▼
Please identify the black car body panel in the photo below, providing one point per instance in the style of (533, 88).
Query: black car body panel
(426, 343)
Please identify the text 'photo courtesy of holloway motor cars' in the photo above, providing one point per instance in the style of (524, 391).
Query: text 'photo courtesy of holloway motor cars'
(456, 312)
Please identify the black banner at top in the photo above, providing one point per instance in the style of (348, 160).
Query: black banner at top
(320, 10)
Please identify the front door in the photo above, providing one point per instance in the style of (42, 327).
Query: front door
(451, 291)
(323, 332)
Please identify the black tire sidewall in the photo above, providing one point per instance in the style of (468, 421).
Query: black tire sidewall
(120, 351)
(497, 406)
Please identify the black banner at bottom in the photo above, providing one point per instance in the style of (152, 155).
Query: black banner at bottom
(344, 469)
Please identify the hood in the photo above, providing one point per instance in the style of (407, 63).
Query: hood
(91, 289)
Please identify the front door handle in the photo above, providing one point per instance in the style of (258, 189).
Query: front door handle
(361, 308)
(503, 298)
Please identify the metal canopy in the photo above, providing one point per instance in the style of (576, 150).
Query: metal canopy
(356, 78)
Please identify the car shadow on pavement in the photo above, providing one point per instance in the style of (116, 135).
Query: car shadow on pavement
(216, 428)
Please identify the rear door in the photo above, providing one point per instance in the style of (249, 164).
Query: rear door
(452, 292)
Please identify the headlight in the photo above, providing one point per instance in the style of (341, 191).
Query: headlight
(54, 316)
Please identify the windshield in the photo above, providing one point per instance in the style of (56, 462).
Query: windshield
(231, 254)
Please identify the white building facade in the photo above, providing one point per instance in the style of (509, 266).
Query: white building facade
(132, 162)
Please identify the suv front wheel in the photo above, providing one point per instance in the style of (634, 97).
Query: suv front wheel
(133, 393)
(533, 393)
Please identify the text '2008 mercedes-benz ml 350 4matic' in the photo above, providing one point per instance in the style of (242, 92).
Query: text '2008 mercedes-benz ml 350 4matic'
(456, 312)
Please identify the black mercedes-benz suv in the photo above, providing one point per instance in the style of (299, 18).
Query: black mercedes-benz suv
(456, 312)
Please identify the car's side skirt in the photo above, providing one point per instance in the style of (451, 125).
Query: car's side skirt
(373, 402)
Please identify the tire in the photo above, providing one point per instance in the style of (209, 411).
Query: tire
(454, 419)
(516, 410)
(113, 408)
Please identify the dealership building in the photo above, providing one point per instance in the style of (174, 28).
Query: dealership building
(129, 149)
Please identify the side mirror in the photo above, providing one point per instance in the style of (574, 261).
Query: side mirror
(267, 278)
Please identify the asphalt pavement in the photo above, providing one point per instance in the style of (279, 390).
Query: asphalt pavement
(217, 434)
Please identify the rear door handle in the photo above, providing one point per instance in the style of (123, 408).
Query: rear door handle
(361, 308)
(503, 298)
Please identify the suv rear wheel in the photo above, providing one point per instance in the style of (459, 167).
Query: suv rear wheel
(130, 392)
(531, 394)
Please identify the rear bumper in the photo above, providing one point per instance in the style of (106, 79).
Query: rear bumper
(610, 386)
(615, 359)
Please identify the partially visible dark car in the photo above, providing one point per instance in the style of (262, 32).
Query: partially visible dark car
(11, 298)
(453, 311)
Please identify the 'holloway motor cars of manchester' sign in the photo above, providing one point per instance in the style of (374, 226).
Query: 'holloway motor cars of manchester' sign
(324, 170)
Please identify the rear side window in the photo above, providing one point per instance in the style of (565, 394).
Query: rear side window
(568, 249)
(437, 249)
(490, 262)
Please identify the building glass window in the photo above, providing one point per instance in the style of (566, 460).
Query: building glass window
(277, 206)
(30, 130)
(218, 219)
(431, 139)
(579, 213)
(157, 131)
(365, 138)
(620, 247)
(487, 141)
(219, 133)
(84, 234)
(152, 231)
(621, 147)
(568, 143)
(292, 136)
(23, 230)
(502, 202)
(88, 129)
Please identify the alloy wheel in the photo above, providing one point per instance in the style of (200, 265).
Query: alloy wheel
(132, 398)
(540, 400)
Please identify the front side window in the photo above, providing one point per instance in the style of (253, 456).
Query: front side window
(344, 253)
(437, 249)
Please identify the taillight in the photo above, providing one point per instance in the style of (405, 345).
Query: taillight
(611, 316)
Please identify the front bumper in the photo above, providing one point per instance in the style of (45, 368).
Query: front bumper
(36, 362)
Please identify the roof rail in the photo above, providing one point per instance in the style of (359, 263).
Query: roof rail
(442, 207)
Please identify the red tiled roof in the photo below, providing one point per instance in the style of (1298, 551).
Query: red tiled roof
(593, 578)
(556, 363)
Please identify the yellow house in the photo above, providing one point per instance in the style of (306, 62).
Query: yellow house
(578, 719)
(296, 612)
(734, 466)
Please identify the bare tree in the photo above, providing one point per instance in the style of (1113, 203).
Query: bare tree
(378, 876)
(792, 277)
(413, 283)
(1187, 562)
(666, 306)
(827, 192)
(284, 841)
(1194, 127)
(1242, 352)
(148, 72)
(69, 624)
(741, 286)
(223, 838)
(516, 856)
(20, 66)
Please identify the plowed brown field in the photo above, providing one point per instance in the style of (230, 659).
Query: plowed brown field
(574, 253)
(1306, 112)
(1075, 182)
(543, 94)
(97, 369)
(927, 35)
▲
▶ [Directions]: Return a word-for-word copy of the lines above from the one holding "Please identify the rear side" through the one holding "Please identify the red", with both of them included and nothing besides.

▶ [Exercise solution]:
Please identify the rear side window in the photo above, providing one point per instance in the style of (565, 394).
Query: rear side window
(568, 249)
(437, 249)
(490, 262)
Please identify the building glass window in the photo above, providing one point per instance in the style of (566, 460).
Query: building glass window
(277, 206)
(30, 130)
(218, 219)
(431, 139)
(579, 213)
(157, 131)
(365, 138)
(620, 247)
(487, 141)
(219, 133)
(84, 234)
(152, 231)
(621, 147)
(568, 143)
(292, 136)
(23, 230)
(502, 202)
(88, 129)
Please identify the alloy wheel in the photo above, providing one point per instance in the style of (200, 265).
Query: alloy wheel
(132, 398)
(540, 400)
Please identify the front side window in the photo above, providing one point per instance in the style of (253, 456).
Query: front side window
(344, 253)
(437, 249)
Please identify the taillight in the photo above, providing one point per instance in the style of (405, 345).
Query: taillight
(611, 316)
Please identify the front bumper in the photo above, providing one point per instance in the style of (45, 368).
Query: front bumper
(36, 362)
Please identify the roof rail in the photo above, providing one point per instance in the style of (359, 263).
Query: roof rail
(442, 207)
Please identify the red tiled roof in the photo below, providing one point per instance in the style of (1298, 551).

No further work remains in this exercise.